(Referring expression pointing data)
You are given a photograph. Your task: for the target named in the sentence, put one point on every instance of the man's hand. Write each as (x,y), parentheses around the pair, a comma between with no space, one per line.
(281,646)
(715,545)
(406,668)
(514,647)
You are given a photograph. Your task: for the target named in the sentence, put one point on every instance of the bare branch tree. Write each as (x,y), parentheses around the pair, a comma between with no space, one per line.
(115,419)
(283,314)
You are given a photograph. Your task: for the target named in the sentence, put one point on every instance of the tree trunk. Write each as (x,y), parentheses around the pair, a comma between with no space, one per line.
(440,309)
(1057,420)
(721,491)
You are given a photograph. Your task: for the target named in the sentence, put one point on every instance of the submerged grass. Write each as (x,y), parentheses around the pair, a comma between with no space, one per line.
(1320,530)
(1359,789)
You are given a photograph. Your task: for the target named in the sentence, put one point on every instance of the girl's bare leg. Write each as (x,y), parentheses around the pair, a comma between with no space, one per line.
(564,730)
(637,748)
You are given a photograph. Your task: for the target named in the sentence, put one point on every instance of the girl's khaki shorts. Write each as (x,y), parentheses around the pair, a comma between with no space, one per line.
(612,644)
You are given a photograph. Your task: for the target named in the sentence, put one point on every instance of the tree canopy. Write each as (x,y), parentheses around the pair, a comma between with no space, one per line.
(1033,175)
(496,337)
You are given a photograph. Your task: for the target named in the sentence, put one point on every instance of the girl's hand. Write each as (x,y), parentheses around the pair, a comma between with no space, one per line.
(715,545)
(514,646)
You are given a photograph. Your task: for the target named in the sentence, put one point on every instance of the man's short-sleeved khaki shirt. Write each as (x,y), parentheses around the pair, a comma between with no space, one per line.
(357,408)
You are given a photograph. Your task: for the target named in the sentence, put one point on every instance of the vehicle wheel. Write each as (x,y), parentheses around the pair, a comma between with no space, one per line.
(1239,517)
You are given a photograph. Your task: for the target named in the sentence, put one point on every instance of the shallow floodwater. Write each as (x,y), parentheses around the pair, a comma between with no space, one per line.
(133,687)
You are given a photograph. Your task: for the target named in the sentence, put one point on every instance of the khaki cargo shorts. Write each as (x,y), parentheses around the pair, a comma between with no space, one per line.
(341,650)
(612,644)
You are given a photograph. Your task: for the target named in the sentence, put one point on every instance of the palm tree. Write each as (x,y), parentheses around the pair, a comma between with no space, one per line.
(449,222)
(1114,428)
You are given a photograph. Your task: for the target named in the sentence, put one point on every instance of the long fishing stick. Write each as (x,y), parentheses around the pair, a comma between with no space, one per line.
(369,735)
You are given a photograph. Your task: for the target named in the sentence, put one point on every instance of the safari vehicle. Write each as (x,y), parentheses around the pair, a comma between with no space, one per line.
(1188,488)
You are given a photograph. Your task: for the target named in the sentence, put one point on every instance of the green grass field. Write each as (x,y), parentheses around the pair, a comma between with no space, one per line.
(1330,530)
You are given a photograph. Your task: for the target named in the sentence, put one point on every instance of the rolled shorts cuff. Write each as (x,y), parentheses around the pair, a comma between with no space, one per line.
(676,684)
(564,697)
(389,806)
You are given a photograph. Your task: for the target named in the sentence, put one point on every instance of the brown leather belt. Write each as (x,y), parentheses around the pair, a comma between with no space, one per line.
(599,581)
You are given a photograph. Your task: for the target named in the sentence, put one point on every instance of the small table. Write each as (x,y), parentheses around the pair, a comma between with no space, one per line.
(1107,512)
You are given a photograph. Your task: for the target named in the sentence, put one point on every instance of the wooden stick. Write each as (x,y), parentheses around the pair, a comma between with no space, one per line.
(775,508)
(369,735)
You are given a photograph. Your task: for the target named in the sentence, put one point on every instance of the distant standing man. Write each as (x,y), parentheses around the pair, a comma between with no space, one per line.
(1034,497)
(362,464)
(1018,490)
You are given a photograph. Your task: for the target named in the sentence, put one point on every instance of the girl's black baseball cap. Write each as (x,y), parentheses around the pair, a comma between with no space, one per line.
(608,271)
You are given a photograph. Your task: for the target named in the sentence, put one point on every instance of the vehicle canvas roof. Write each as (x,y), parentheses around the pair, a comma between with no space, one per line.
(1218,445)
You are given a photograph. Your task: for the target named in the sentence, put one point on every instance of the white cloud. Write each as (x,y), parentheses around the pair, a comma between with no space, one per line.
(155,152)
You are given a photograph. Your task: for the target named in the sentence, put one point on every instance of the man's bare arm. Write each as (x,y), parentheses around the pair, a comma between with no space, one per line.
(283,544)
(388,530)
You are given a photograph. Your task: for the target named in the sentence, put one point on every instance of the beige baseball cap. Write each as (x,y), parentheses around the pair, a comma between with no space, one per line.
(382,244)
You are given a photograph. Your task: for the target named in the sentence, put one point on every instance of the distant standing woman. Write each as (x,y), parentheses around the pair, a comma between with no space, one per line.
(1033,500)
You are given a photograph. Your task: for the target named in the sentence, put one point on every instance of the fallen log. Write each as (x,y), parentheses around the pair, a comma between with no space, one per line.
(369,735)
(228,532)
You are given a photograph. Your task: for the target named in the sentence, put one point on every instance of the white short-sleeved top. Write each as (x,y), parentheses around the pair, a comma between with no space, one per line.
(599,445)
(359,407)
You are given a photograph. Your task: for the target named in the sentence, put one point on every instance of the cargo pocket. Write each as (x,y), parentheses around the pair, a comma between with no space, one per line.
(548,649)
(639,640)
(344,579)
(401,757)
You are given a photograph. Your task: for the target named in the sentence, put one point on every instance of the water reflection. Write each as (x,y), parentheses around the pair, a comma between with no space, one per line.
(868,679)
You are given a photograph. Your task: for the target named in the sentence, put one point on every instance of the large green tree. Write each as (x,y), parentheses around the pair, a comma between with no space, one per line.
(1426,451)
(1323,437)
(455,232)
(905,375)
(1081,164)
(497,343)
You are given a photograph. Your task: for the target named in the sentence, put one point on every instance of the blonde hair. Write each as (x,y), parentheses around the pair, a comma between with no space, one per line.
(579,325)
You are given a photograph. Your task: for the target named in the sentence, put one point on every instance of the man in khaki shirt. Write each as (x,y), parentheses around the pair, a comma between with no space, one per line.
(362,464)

Problem:
Please print each entry once more, exactly as it reads.

Result:
You are given a photograph. Your task: for the target named in the sentence, put one point on every instance of the man's hand. Write each as (x,y), parentheses around the pair, a comma between with no space, one per line.
(281,646)
(715,545)
(406,668)
(514,647)
You are given a photograph. Your task: for the target named in the sentence, put one point on every instance of the bare branch tree. Write each as (x,y), parentheses around the pair, a comma between with no space, one per line.
(115,419)
(283,314)
You are given a photograph. Your task: for the target named in the sentence, put one point on every instance of the tree trunk. Write each as (x,y), parentheses around the pair, a comma between with no space, one per line.
(440,309)
(1057,420)
(721,491)
You are given a photograph. Your task: for the target named in the sentence, put one point on every instance of the submerged grass. Write each as (x,y), parentheses around the pair, a comma between with no space, one per line.
(1320,530)
(1359,789)
You are given a photograph. Your task: for the target named in the sentence, put one point on every instance of the girl's bare leg. Write each as (x,y), parentheses around the pair, a comma between with no space, one per line.
(564,730)
(637,748)
You are given a photograph. Your task: for the target named in the sentence, put one point on every instance of the girl's khaki shorts. Write each as (x,y), parentheses around the pair, a comma between with no space, one per line.
(612,644)
You are given a photograph. Your task: for the target named in the sentence, put one point on every instance of the tree canopy. Write each as (x,y), parentheses around the pair, a comma between with no space, one per line.
(1033,175)
(496,337)
You are given a photograph. Your task: for the target named in the sentence, put one point on every instance of the girl's hand. Write each as (x,y), parentheses around the pair, a comma between with no space, one per line.
(715,545)
(514,646)
You are given a photograph. Your task: for the target named in the sentence, put one point on every instance of the man's short-sleeved khaki shirt. Write each as (x,y), parentheses around the pair, a comma between with no space, one per line.
(357,408)
You are given a photograph. Your task: for the target named in the sentence, put one point on every instance of the vehicle wheel. Write each as (x,y), parentheses around the pair, a comma between with no space, one per line.
(1239,517)
You are given a photograph. Your task: for the target named in the sentence, put one point on every instance of the shallow floodwater. Write each as (x,y), parentheses around the pair, a comma between with no space, one per line.
(133,687)
You are given a photograph. Your task: for the target named in the sentence, put one point on every instance of the khaki cargo shorts. Write each as (x,y), parentheses around the pair, a comma between with no space, one per line.
(341,650)
(612,644)
You are given a photograph. Your task: for the target named in the sentence, put one point on every instance of the palm tree. Write each as (x,y), parentheses around the pair, a comma between with no space, one per line.
(449,222)
(1114,428)
You are given a photograph. Your task: for the target named in the sentence, put one point on every instance of the long fishing stick. Write each as (x,y), parentheses around the pair, a comma between with no space, one per line.
(369,735)
You are given a photograph. Your task: for the target named in the sentence, put one point on every instance of the safari vehicle. Write each as (x,y), parentheses around the pair, a comma between with no space, one per line.
(1188,488)
You are given a photograph. Your task: for the target named in the sentence, put one point on every instance of the green grass field. Write each as (x,y), parentheses around the pair, a comma between with no space, one per line.
(1330,530)
You are given a photograph. Your task: for the target named in the sentence, put one point on every instance of the rolled shorts cuff. Write each as (x,y), parentheses around the pair, a comma between with no space, one per line.
(676,684)
(564,697)
(389,806)
You are given a photograph. Your task: for the target named in the sentence, put one point on every instance of the brown leather belt. Write each as (x,y), parentheses around the pair, a comma between with no space, one per line.
(599,581)
You are given a photograph. Your task: for the target named in the sentence, put one point on every instance of the small table. Write each as (x,y), parentheses around the pair, a comma between with no space, one per line.
(1107,512)
You are given a photograph. Your task: for the target named in the sentence, put one point on every instance of the wooden stick. Write each as (x,y), parentheses around the pair, a comma between with no space, one per line.
(775,508)
(369,735)
You are given a photograph. Your task: for the target named in the sentence, put one point on every instance of the distant standing man. Write each as (x,y), parentheses around the pair, a comma between with no space, one per line.
(1034,497)
(362,464)
(1018,490)
You are given a photograph. Your task: for the target named in the sentence, put one point on every instance of the girl's black baseball cap. Write each as (x,y), parentheses around the pair, a comma between with no space, one per line.
(608,271)
You are given a photograph. Your task: for the target named in the sentence, put one point on every instance of the vehicle canvas roof. Write each as (x,y), parentheses around the pair, a comma between with no space, one per line.
(1218,445)
You are given a photograph. Your task: for the target named in the sentence, put one point on every instance of the white cloud. Write each as (x,y), parentheses around the pair, a comma between with no space, one per line.
(155,152)
You are given a photograph. Your task: for the target named in the sentence, put one point on every instance of the man's bare arm. Write each as (x,y), parentheses around the pair, a comma between with no space, one per line.
(283,544)
(388,530)
You are given a photograph. Your task: for the target named in the sentence, put one point on every instance of the beige baseball cap. Write each as (x,y), parentheses around the pair, a comma between with no space, one per line.
(382,244)
You are given a photograph. Your task: for the target named in the sentence, put one point on every instance of the distant standing woman. Write each as (x,y), parentheses around the pair, a comma between with no space, one per line.
(1033,500)
You are given a photograph. Your task: for the target named in the sentence, put one point on every instance of the fallen log. Write each as (x,y), parentheses around the pair, a comma between with no space, one per line.
(369,735)
(228,532)
You are given a photograph. Your task: for the target named in the sentence, put one point on every instance of the white short-sleeved top. Write each as (x,y), parentheses around the pair, a comma between with no space, one per line.
(599,445)
(359,407)
You are given a photograph. Your task: for the target named in the sentence, put one point on every instance of the cargo pocket. Write each as (x,y), parentheses around the pair, a comma between with no space, one per line.
(548,649)
(639,640)
(344,579)
(401,757)
You are given a photograph. Your task: for the target named in the sentence, put one point on every instance of the water reflection. Write each as (x,y), parentheses around the pair, a comma between with no space, one per line.
(868,679)
You are given a photograph. Your task: for the target named in the sentence, put one point on every instance of the large green tree. Write each as (x,y), parentheses around the pair, a comma between with no space, one per line.
(1426,451)
(1323,437)
(455,232)
(905,375)
(1081,164)
(497,343)
You are given a photograph. Your task: for the target named in the sentence, put one point on every instance of the blonde hair. Write each as (x,y), parentheses around the pair, a comma between with no space, one per line.
(579,325)
You are given a photograph. Your task: for the target named in the sentence, put one point on every instance of the man in khaki shirt. Write each as (x,y), parentheses around the pair, a comma between with no space, one per line.
(362,464)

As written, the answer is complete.